* [Requirements]
- A) Summarize the film review excerpt in two sentences.
- B) The film review excerpt names other films by its director in parentheses. List every one of them.
- C) According to the film review excerpt, in what year and under what title was this story filmed before?

* [Text excerpt]
Reviewed by Dennis Schwartz

Robert Florey(“The House on 56th Street”/”God Is My Co-Pilot”/”The Beast With Five Fingers”) directs this contemporary realistic romantic drama about a progressive lady artist who spurns the idea of marriage, but in the end returns to being conventional when she falls in love. It’s mildly shocking for back in the pre-Code days. Its controversial take on marriage gave rise to the League of Decency, a group of censors. This is Bette Davis’ first starring role. It was previously filmed in 1931 as Illicit. It’s based on the story by Edith Fitzgerald & Robert Riskin, and is written by David Boehm.

* [Records shown]
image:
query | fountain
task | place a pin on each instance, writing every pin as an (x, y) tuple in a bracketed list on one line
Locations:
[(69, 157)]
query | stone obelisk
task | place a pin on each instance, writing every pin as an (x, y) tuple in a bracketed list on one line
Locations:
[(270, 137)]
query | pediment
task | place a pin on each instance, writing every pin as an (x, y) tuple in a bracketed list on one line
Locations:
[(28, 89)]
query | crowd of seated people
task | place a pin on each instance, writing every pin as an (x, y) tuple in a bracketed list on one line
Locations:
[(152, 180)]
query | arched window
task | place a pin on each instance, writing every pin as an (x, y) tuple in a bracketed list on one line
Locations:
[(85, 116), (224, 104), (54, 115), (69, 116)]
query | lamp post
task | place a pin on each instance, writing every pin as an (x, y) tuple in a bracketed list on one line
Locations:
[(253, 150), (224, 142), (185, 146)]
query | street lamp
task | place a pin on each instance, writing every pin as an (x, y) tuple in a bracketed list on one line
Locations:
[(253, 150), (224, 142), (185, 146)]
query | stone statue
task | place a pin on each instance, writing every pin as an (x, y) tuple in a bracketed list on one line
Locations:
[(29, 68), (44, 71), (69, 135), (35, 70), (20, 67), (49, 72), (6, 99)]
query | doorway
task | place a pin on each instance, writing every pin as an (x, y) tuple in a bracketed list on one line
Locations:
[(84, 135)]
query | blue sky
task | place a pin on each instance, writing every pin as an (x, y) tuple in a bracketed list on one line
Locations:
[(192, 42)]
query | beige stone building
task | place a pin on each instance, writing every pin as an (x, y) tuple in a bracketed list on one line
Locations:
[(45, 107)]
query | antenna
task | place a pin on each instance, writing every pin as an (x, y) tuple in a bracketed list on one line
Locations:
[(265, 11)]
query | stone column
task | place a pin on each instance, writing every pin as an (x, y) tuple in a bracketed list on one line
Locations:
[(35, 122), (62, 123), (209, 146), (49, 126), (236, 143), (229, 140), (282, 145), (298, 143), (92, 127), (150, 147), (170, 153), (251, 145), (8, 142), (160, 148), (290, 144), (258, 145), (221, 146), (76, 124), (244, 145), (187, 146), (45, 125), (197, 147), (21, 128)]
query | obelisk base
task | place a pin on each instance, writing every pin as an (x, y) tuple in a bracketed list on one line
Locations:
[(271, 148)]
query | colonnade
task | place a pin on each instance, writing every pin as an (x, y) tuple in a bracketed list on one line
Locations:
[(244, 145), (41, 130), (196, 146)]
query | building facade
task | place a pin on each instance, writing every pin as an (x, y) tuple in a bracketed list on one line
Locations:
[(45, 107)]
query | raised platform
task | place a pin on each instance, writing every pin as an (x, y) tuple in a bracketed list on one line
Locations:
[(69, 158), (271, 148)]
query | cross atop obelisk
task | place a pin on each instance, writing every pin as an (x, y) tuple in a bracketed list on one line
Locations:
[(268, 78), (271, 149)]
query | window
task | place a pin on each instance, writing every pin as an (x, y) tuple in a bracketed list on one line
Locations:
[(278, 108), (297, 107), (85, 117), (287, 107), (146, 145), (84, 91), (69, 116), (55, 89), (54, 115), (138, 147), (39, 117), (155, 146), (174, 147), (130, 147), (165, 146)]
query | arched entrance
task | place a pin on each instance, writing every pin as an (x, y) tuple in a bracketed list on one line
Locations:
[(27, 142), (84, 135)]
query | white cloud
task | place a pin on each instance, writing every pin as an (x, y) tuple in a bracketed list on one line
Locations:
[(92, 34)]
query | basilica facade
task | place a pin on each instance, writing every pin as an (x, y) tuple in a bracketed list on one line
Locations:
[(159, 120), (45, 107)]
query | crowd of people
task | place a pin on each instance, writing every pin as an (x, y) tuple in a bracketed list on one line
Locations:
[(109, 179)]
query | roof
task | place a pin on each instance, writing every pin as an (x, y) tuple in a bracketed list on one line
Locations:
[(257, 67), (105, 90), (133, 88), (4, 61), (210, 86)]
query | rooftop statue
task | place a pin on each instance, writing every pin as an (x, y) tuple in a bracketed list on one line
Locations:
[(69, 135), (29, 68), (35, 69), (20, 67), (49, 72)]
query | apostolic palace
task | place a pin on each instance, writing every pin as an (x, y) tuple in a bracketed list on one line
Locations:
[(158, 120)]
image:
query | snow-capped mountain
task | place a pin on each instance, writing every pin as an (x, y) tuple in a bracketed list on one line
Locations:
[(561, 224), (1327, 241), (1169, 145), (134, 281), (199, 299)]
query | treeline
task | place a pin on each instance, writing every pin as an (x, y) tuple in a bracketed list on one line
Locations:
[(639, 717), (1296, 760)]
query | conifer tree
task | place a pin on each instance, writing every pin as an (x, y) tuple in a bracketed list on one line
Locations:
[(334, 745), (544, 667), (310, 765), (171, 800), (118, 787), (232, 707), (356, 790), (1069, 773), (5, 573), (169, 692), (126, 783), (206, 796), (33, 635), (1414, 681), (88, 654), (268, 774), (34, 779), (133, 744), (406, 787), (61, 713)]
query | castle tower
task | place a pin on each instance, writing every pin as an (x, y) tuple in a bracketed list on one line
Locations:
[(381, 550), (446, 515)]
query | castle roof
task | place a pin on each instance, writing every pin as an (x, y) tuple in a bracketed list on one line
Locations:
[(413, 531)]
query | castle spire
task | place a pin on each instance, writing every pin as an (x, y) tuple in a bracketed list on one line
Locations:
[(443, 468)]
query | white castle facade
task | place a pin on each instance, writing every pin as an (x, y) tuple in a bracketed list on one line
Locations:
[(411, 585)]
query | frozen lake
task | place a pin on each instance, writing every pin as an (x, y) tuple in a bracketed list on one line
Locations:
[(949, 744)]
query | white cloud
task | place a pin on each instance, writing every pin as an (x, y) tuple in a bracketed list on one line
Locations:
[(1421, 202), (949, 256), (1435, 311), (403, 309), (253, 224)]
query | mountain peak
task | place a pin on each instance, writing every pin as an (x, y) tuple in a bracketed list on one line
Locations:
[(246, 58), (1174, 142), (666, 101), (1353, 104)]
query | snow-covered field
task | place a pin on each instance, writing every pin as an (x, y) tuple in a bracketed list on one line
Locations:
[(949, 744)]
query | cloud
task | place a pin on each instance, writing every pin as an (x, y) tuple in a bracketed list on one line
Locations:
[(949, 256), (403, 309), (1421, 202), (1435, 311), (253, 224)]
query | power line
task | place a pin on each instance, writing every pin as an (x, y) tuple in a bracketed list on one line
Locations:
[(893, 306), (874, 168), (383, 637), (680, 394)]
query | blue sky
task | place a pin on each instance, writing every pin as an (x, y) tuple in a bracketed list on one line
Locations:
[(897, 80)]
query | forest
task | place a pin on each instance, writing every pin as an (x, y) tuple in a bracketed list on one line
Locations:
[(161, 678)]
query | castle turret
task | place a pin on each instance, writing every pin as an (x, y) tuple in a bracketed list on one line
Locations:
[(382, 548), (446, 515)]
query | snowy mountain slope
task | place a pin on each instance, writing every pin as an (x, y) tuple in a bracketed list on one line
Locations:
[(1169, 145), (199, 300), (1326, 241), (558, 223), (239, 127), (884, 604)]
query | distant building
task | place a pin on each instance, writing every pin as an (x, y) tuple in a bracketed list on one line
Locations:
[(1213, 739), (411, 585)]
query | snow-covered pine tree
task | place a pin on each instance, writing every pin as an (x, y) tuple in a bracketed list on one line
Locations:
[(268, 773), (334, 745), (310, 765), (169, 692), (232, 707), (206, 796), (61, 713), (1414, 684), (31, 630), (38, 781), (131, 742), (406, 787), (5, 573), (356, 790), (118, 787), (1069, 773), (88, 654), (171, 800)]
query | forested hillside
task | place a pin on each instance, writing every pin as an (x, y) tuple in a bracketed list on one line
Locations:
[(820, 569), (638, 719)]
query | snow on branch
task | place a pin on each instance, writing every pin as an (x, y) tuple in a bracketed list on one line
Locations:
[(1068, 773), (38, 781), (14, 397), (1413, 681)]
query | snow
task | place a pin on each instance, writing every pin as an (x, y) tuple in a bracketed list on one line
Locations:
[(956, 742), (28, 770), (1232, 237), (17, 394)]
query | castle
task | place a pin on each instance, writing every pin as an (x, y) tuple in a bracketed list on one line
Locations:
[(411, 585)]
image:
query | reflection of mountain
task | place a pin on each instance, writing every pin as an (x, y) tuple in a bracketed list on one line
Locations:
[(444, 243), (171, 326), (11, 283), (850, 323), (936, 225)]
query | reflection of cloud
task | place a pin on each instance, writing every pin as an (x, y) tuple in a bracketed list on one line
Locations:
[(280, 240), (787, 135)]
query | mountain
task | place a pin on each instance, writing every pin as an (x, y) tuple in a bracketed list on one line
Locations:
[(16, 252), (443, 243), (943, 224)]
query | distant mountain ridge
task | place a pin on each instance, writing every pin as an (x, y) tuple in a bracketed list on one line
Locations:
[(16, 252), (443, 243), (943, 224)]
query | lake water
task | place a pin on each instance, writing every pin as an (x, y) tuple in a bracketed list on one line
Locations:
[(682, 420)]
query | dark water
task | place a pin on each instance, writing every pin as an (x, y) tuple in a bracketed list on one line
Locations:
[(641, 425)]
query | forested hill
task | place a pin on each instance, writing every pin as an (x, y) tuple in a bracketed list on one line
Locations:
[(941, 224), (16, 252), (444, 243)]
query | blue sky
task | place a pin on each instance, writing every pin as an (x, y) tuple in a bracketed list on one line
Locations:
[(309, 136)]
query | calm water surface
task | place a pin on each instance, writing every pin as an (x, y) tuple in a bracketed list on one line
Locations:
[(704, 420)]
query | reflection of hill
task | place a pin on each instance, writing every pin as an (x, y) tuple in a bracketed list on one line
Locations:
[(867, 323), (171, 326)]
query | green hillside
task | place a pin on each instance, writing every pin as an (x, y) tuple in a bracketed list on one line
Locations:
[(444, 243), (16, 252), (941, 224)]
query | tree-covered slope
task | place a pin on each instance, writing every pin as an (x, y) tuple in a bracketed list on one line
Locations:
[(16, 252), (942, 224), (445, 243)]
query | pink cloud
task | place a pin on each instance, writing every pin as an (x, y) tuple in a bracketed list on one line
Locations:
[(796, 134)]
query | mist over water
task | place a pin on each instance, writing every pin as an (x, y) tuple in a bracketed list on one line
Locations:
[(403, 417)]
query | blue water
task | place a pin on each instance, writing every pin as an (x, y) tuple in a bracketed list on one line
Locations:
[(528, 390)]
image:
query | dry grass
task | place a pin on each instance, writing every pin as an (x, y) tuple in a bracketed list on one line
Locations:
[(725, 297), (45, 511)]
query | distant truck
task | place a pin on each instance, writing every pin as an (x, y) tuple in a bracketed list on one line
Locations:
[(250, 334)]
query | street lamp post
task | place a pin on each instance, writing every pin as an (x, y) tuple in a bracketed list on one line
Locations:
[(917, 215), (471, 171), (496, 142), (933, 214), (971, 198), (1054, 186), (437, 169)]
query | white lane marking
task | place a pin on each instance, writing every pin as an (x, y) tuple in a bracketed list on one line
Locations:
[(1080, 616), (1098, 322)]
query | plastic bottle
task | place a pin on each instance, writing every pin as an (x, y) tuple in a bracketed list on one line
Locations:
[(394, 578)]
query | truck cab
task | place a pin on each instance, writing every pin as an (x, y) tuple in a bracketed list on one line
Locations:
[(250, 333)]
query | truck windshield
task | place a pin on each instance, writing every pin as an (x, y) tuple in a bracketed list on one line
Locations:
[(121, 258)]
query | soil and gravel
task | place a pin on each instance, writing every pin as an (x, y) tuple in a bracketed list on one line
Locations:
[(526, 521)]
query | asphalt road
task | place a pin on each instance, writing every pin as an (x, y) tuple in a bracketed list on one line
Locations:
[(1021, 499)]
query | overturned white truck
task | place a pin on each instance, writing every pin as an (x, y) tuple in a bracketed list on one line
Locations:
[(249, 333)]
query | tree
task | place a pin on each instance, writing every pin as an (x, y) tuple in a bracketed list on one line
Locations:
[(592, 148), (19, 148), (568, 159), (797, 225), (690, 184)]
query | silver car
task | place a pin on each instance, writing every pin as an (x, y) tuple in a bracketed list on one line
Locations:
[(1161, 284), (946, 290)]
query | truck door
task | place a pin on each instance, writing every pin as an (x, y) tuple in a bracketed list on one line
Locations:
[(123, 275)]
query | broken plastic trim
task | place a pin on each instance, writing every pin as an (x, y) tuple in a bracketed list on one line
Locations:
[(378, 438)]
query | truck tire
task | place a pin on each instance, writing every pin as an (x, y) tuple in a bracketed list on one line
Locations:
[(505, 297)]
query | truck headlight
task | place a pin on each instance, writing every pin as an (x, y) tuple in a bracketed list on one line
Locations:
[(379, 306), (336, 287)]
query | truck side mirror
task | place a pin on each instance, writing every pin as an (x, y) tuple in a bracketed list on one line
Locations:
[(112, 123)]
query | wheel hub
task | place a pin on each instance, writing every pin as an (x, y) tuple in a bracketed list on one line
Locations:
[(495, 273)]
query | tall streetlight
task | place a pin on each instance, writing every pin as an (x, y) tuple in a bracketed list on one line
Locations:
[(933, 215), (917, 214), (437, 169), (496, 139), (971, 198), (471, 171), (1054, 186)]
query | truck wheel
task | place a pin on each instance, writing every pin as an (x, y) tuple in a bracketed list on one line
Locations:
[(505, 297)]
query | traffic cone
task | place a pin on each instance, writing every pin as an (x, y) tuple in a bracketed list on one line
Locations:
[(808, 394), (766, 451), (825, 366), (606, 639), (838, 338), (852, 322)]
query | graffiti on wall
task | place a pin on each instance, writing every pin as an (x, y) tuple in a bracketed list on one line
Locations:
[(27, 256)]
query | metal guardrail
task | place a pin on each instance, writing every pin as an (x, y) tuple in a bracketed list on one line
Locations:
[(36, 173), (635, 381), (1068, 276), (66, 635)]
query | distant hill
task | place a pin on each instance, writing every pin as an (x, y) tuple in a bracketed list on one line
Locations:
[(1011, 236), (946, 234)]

* [The replies]
- A) Robert Florey directs this contemporary, realistic romantic drama about a progressive woman artist who rejects the idea of marriage but becomes conventional once she falls in love. Its controversial take on marriage was mildly shocking for the pre-Code days and gave rise to the League of Decency, and the film is Bette Davis' first starring role.

- B)
- The House on 56th Street
- God Is My Co-Pilot
- The Beast With Five Fingers

- C) It was filmed in 1931 as Illicit.